=== Begin Enclosure ===
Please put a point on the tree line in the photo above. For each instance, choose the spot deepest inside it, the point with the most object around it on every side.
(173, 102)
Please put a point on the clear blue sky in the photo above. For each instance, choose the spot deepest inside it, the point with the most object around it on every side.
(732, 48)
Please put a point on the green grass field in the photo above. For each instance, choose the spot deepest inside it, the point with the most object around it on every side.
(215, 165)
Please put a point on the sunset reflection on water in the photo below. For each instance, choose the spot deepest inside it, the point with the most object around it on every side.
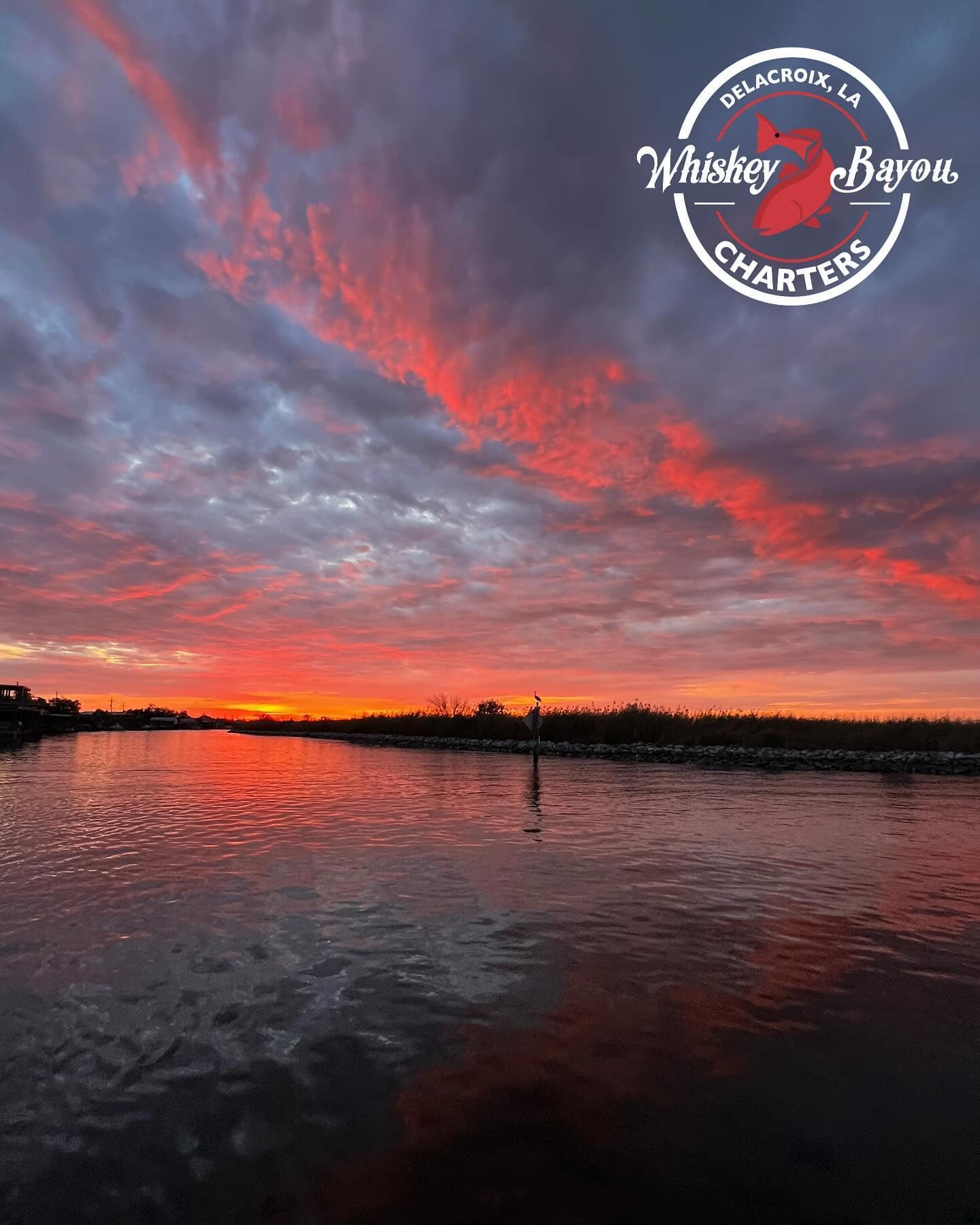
(298, 980)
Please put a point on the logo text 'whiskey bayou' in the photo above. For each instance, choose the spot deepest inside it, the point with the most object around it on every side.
(793, 178)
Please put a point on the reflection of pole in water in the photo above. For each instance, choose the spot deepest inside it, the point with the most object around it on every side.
(534, 798)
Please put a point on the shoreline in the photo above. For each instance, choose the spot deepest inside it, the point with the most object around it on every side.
(704, 756)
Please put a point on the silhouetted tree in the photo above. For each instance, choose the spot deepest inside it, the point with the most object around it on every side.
(448, 704)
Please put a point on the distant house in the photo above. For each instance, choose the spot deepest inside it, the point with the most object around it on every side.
(16, 693)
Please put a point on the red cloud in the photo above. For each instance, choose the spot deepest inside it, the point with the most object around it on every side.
(196, 146)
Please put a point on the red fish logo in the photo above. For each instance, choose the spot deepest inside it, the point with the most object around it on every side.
(800, 194)
(766, 208)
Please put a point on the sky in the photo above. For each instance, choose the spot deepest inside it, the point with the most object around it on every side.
(344, 361)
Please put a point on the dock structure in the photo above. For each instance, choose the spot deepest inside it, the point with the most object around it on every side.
(24, 717)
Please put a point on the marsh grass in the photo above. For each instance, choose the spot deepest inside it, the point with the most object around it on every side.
(638, 723)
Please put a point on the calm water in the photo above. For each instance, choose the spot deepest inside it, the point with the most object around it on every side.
(282, 980)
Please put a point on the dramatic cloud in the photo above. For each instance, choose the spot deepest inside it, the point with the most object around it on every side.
(344, 359)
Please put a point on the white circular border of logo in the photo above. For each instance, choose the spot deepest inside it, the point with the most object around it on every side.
(796, 53)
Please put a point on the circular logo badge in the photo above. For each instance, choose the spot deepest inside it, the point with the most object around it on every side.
(791, 178)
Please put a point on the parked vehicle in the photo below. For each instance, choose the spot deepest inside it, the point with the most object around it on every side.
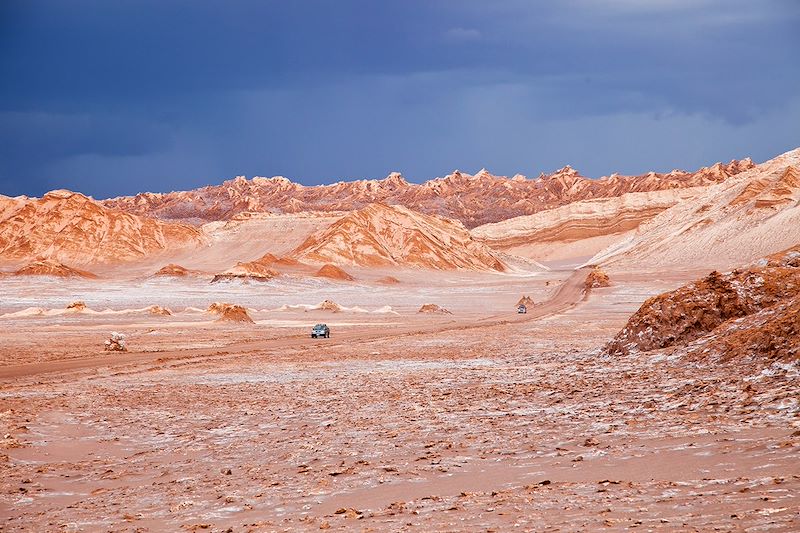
(320, 330)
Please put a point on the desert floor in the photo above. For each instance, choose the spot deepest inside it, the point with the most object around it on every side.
(479, 420)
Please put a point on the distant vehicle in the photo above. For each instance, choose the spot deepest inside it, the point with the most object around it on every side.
(321, 330)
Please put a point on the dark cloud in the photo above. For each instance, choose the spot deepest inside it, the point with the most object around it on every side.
(116, 97)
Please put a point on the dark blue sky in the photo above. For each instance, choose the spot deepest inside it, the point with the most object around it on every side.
(116, 97)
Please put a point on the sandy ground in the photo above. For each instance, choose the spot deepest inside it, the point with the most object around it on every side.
(482, 420)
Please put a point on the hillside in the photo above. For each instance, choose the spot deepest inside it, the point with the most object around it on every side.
(473, 199)
(748, 216)
(380, 235)
(75, 229)
(580, 228)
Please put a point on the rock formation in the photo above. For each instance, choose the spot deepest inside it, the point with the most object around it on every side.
(765, 295)
(157, 310)
(52, 268)
(76, 306)
(70, 227)
(527, 301)
(258, 270)
(328, 305)
(580, 228)
(230, 312)
(596, 278)
(473, 199)
(333, 272)
(172, 270)
(116, 343)
(381, 235)
(433, 308)
(748, 216)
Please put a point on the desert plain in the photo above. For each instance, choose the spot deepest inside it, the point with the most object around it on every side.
(639, 390)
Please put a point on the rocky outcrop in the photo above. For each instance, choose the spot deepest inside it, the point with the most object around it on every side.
(157, 310)
(596, 278)
(258, 270)
(473, 199)
(230, 313)
(72, 228)
(748, 216)
(172, 270)
(333, 272)
(328, 305)
(381, 235)
(527, 301)
(586, 221)
(76, 307)
(52, 268)
(434, 308)
(765, 296)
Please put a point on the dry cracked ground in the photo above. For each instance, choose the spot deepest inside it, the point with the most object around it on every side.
(523, 427)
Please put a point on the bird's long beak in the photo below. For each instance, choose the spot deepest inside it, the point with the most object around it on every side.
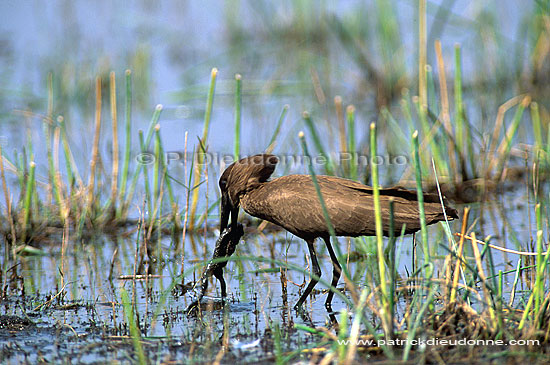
(228, 209)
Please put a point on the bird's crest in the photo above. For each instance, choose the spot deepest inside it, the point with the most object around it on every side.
(247, 173)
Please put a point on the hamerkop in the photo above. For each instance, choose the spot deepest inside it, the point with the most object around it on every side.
(292, 203)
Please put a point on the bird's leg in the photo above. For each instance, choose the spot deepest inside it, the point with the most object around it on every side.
(218, 273)
(316, 271)
(336, 271)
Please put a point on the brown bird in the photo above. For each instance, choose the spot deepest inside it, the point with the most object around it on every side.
(292, 203)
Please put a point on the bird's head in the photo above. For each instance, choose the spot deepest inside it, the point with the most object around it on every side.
(239, 178)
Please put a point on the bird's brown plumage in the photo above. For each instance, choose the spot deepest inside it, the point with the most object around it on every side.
(292, 203)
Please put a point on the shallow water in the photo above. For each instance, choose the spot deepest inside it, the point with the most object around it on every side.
(87, 321)
(171, 47)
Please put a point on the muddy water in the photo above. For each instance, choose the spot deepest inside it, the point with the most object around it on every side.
(85, 321)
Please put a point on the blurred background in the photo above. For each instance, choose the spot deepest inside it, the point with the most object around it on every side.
(301, 53)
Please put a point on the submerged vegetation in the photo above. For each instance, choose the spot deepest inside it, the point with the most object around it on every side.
(474, 136)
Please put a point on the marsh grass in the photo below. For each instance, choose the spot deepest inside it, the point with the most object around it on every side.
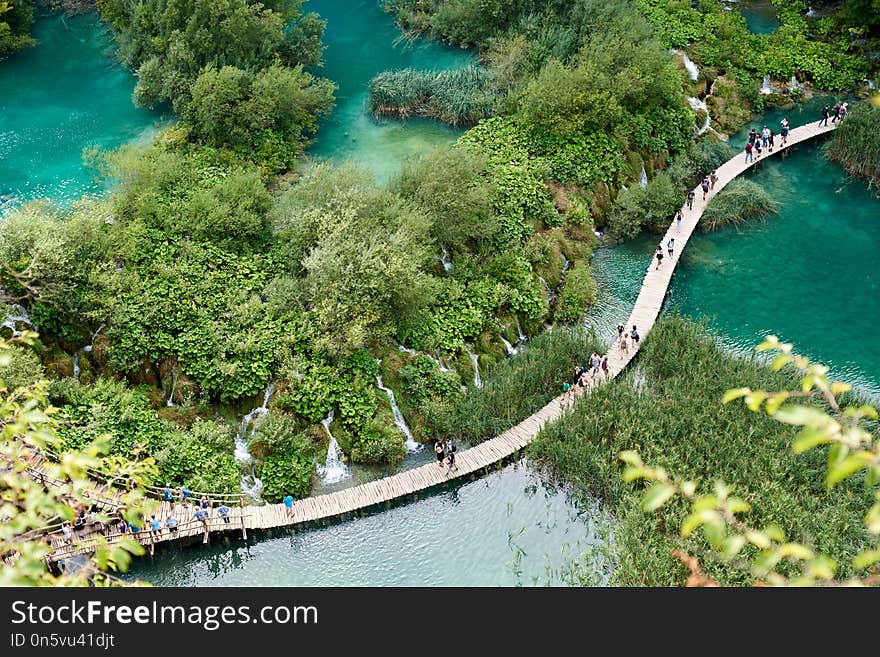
=== End Enclosure ===
--- Directions for this task ---
Would you set down the records exactly, with no pictures included?

--- Solution to the exercise ---
Please put a point on the tree line in the photo above. For each instance, choose the spot deepest inside it, the point with the most object around it on every side.
(173, 102)
Please put a point on the clear blue sky in the photo above. For each instance, choose the spot deepest inside it, the point with the most object around it on every side.
(732, 48)
Please put a point on the green grass field in the photo above. For each instance, choose the spot deepest inside it, the point with the most object around it on every side.
(215, 165)
Please put a point on the sunset reflection on water in the photo below. For each instance, choose the spot deepest inside it, the point with the most object around it on every side.
(298, 980)
Please put a point on the logo text 'whiskey bayou' in the photo above. For each instance, choose the spot deepest inside it, the point with the most object around it on every side.
(793, 178)
Please put a point on the reflection of pole in water in the photo above. For each instance, choose the spot deepest inside it, the point with the most object around it on every side.
(534, 798)
Please put a point on the shoreline in the photo above. For each instance, choose the spot deepest inside it, the point with the most object around it on every side.
(704, 756)
Please put a point on the silhouetted tree in the photo above. For each instance, choose the spot deepest inside it, the point with the most object around it on every side.
(448, 704)
Please put a point on the distant house in the photo above. For each instance, choose the spot deepest inside it, the point with the most object around it on every side.
(16, 693)
Please put a point on the red cloud in the photo above. For each instance, choose the spot deepest inside it, the point with the most object around it on every side.
(196, 146)
Please put a point on the red fish logo in the photo above. For each instance, choose the spot deepest inside it, the point with the most object around it on every side.
(800, 194)
(766, 208)
Please put a point on the sky in the photo above. For each instance, choose the spot deepest inside it, the point with the most object around it on every side.
(344, 361)
Please put a point on the dock structure in the photo above. For each instance, choose the spot deepest inside it, the point with the most object around it on every side.
(24, 717)
Please put a point on the marsh grass in the photo above. For each instance, choose the spot deepest inside it, the point with the most object around it on every side.
(638, 723)
Please put a point on the calm water in the photo above. For each instance, choose the spot deepest inside it, the point with the most object around it on every side.
(282, 980)
Please put a point on the dramatic cloud in the photo above. For each instance, choose the spot deepest inside it, the point with the most object around it on every side.
(344, 359)
Please put a point on the white circular border of logo in the photo above. For each instance, choose the spot deepest inside it, the point with the most object around it on every side.
(796, 53)
Please put a point on the circular logo badge in the photo above. For each instance, choose the spot deepest inside it, the point with the most object around it on every side.
(791, 178)
Please put a point on the parked vehicle in the photo below. For each instance, choose the spot deepest inside it, the point with the most object around it on every side.
(320, 330)
Please put a point on the desert floor in the photo above. For each instance, choose the spot deepest inside it, the point with the most object around it on every side.
(479, 420)
Please put a point on the distant vehicle in the photo above. For each instance, choose the spot deepest inside it, the point with the most object around it on every side.
(321, 330)
Please put a point on the dark cloud in the photo above. For each instance, choose the spot deepest inside it, the point with the most object around it on every side.
(116, 97)
Please put a point on the dark blue sky in the photo above. For each instance, choose the spot deepest inside it, the point with the most object around it on every side.
(116, 97)
Please put a point on the sandy ground in the photo above. For each instance, choose the spot deepest inside it, the point with the most object around it on every side.
(482, 420)
Please put a point on the hillside in the photo above. For each instance, choose the spot deepest inside it, the point with the most object around it on every side.
(473, 199)
(748, 216)
(380, 235)
(75, 229)
(580, 228)
Please put a point on the rock formation in the photo above. For each instance, choose the spot deepest inside it, the point with the most object around it on every side.
(765, 295)
(157, 310)
(52, 268)
(76, 306)
(70, 227)
(527, 301)
(258, 270)
(328, 305)
(580, 228)
(230, 312)
(596, 278)
(473, 199)
(333, 272)
(172, 270)
(116, 343)
(381, 235)
(433, 308)
(748, 216)
Please put a point on the desert plain in the photo above. For each instance, choose the spot deepest inside it, the point with the most object around it on every side.
(639, 390)
Please put a point on the rocky outcrop in the photo above. For each instance, choose the spot deepest inside it, the point with the most object around it on every side.
(157, 310)
(596, 278)
(258, 270)
(473, 199)
(230, 313)
(72, 228)
(748, 216)
(172, 270)
(333, 272)
(328, 305)
(381, 235)
(527, 301)
(586, 221)
(76, 307)
(52, 268)
(434, 308)
(765, 296)
Please put a point on the dry cracked ground in the photo above. For each instance, choose the spot deepest inside it, the point with the most object around it on every side.
(523, 427)
Please put a point on the bird's long beak in the photo below. For each instance, choose the spot deepest inside it, the point with the most object around it on every side.
(228, 209)
Please put a point on the bird's crest in the photo above. For each instance, choose the spot deepest inside it, the point with the most object around it on every side.
(247, 173)
Please put a point on the hamerkop in the photo above. For each instance, choose the spot deepest inside it, the point with the most object around it on every side.
(292, 203)
Please put a point on the bird's leg in the photo above. For each instance, choose the spot deepest inside it, the point with the most object around it on every side.
(218, 273)
(316, 271)
(336, 271)
Please put a point on the brown bird in the photo above. For each instance, choose the spot deepest inside it, the point with the most object around it on every side.
(292, 203)
Please put a point on the bird's head in the photo above. For each instance, choose the spot deepest inside it, the point with the most object around it on every side.
(239, 178)
Please put a point on the bird's brown plumage in the photo above. For each instance, choose the spot deepest inside it, the point with the most object around it on every side.
(292, 203)
Please put a point on the shallow water in the photo above. For each instance, choose the spot deepest inside it, the point with the most object around it on every side.
(87, 321)
(171, 47)
Please put a point on the muddy water in the photo above. For each instance, choose the spot deepest inside it, the point with the most object around it on every side.
(85, 321)
Please put a point on the blurred background in the photo above. For each instance, choose the spot deepest inside it, the point with the most object around it on every side.
(301, 53)
Please put a point on the submerged vegetation in the photo above. For each instance, choose the spot deepest inside it, the point with the most object around it on every side.
(474, 136)
Please put a point on the marsh grass in the photo below. For each instance, choose the spot deepest inside it, the point with the most object around it on every side.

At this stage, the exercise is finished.